■ **Requirement**: Reproduce the lines below word for word, starting with the line that contains "any truck wheel." and ending with the line that contains "(0, 0), (540, 253)", both included.
####
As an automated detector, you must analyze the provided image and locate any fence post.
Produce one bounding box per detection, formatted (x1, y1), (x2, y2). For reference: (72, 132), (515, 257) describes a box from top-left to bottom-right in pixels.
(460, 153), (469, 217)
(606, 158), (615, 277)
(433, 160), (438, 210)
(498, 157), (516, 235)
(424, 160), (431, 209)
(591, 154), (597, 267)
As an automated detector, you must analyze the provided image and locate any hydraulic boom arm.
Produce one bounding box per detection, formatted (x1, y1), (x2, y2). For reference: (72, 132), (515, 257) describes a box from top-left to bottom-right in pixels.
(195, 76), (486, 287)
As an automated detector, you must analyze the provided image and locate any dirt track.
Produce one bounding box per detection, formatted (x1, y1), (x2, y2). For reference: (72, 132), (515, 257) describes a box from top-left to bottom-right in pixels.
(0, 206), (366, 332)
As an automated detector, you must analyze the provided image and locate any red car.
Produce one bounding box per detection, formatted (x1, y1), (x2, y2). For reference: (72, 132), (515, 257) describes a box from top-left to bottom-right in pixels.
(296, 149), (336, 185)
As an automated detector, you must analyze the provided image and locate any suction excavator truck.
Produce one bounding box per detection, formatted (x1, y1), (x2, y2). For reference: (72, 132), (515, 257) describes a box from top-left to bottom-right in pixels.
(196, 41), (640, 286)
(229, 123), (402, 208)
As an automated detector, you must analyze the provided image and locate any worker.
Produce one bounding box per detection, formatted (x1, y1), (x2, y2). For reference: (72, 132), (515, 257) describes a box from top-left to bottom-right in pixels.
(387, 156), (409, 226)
####
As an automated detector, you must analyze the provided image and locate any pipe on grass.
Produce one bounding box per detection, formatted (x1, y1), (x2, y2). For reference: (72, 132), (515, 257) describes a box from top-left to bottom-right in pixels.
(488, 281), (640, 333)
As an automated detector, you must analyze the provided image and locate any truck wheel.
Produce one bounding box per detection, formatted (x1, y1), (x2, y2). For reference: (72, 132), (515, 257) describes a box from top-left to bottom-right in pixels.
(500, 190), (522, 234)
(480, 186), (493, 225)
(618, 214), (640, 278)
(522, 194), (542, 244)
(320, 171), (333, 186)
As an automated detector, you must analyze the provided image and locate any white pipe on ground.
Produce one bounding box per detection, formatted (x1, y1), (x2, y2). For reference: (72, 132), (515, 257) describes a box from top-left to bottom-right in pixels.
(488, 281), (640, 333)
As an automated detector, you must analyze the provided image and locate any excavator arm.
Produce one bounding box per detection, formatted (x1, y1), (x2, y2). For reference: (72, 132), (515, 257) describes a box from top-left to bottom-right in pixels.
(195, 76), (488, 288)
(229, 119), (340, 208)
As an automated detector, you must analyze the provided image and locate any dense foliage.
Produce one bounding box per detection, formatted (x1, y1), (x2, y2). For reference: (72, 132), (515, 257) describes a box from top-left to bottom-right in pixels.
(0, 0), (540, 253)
####
■ **Answer**:
As an automated detector, you must analyze the provided image and locate any truck wheel.
Produce one bounding box per detection, formatted (x1, y1), (x2, y2). For reference: (72, 132), (515, 257) describes a box from top-left to bottom-right in pixels.
(500, 190), (522, 234)
(480, 186), (493, 225)
(618, 214), (640, 278)
(522, 194), (542, 244)
(320, 171), (333, 186)
As an automated detector, you must analyze the provided image and locate any white pipe on ground.
Produce one bounding box per detection, formatted (x1, y1), (x2, y2). For reference: (72, 132), (515, 257) describes a box from top-left to bottom-right in pixels.
(488, 281), (640, 333)
As an automated detector, you must analyze the provided image and locate any excavator arm.
Produce one bounding box per detection, formatted (x1, y1), (x2, y2). For reference: (72, 132), (515, 257) describes a box from top-left to bottom-right in pixels.
(195, 76), (488, 288)
(229, 119), (340, 208)
As an automated detector, you must analyze the provided image and locate any dense foliage.
Produce one bounding box per detection, formatted (x1, y1), (x2, y2). For reference: (72, 132), (515, 257) describes a box from top-left to bottom-right in pixels.
(0, 0), (540, 253)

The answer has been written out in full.